Pick out every line below that contains the word "recliner", and copy each one.

Entries from an annotation dataset
** BEGIN **

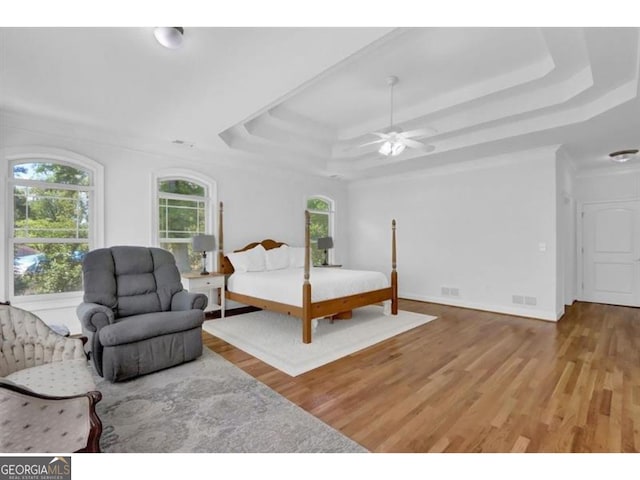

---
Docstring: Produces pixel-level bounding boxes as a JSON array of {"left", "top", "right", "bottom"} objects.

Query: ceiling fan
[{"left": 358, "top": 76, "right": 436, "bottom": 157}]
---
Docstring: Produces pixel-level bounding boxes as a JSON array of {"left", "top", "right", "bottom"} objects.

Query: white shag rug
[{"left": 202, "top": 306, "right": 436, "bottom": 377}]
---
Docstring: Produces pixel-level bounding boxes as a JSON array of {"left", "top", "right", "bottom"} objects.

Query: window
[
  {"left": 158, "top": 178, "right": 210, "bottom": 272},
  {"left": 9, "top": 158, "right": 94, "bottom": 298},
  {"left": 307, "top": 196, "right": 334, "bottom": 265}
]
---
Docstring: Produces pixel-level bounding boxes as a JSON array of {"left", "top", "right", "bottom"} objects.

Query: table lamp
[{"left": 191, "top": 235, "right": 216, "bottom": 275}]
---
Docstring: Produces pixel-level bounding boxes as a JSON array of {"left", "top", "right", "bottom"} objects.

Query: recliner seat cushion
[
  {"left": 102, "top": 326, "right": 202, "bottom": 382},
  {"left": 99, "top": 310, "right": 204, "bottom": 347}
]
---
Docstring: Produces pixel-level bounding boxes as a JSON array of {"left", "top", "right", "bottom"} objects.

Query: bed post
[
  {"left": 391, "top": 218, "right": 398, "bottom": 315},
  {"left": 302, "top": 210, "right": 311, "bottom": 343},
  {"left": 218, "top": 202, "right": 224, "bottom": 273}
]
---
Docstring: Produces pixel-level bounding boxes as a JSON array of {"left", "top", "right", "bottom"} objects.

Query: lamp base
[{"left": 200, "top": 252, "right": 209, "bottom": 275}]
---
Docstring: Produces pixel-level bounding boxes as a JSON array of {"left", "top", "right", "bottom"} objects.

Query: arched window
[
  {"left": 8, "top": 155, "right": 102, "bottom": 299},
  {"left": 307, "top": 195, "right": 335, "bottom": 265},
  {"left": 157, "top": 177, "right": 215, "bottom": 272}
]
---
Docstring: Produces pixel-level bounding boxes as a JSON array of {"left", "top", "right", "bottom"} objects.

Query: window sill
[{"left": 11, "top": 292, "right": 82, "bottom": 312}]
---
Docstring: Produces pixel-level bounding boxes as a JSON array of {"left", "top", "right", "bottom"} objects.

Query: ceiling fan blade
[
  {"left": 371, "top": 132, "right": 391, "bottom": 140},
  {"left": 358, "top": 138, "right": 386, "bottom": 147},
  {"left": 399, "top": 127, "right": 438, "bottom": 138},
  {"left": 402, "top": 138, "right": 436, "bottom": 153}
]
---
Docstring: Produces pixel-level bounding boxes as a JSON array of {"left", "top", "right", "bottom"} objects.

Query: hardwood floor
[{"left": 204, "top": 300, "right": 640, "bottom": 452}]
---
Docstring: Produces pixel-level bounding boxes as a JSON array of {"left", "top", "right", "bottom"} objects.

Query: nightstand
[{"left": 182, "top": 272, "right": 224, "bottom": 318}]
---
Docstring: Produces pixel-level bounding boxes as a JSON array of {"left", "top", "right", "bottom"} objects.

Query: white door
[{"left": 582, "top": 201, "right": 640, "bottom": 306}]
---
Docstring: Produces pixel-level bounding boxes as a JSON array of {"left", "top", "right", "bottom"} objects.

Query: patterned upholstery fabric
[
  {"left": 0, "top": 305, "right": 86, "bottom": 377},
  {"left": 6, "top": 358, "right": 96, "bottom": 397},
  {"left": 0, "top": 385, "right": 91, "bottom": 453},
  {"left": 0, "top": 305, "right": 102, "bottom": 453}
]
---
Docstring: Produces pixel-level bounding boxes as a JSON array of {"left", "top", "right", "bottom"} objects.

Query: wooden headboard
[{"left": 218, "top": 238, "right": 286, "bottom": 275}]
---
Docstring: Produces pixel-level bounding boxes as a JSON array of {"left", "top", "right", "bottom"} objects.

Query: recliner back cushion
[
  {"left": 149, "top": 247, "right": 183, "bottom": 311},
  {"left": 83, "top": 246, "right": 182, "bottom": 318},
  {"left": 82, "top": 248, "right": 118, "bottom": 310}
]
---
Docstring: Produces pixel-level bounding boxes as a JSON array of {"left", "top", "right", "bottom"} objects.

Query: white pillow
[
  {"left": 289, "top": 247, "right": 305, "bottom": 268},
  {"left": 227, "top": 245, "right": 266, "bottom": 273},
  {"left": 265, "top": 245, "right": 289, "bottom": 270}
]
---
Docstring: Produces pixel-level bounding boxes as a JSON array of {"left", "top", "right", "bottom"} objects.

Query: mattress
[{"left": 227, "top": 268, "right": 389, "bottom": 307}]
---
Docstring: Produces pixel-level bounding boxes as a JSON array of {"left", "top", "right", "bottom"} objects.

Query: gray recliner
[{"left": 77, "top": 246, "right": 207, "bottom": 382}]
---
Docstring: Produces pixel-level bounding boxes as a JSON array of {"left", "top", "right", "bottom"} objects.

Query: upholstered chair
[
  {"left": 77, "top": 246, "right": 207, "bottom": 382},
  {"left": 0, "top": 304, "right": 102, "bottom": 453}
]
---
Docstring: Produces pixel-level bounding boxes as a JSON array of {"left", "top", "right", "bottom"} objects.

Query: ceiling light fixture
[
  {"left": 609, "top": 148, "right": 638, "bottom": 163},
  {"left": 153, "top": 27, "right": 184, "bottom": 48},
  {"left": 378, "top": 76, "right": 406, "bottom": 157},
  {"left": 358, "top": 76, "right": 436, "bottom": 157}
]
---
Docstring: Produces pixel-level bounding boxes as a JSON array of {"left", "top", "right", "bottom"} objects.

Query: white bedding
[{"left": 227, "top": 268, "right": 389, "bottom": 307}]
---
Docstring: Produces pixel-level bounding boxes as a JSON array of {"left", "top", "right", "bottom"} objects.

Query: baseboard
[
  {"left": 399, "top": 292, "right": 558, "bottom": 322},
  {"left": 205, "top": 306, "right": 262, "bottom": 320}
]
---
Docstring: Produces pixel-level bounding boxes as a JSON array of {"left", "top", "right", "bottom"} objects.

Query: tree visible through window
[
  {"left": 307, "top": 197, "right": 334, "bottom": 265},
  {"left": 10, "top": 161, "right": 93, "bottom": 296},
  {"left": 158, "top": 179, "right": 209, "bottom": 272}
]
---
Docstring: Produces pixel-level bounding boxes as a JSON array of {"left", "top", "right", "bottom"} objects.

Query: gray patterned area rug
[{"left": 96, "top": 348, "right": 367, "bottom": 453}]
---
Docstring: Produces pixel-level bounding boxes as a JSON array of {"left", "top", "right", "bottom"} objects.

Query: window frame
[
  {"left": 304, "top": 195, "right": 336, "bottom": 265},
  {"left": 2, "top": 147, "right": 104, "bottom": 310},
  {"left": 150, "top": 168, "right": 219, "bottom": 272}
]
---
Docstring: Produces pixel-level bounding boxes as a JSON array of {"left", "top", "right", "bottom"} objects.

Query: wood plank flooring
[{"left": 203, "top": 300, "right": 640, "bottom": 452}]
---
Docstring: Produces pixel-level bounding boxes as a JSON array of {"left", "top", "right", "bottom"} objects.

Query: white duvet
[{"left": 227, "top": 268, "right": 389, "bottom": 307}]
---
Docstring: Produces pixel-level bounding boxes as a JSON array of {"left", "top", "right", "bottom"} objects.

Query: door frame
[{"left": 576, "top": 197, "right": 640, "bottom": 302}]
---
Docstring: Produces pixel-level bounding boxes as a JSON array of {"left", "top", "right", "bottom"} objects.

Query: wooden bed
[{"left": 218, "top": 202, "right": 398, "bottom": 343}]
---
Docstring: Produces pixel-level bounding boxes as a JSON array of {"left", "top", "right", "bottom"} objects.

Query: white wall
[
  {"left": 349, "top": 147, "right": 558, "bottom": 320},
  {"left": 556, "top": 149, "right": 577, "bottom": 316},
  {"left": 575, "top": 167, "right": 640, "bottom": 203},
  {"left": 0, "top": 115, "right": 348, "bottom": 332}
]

** END **

▶ [EXERCISE OUTPUT]
Query: recliner seat cushion
Query: recliner back cushion
Query: gray recliner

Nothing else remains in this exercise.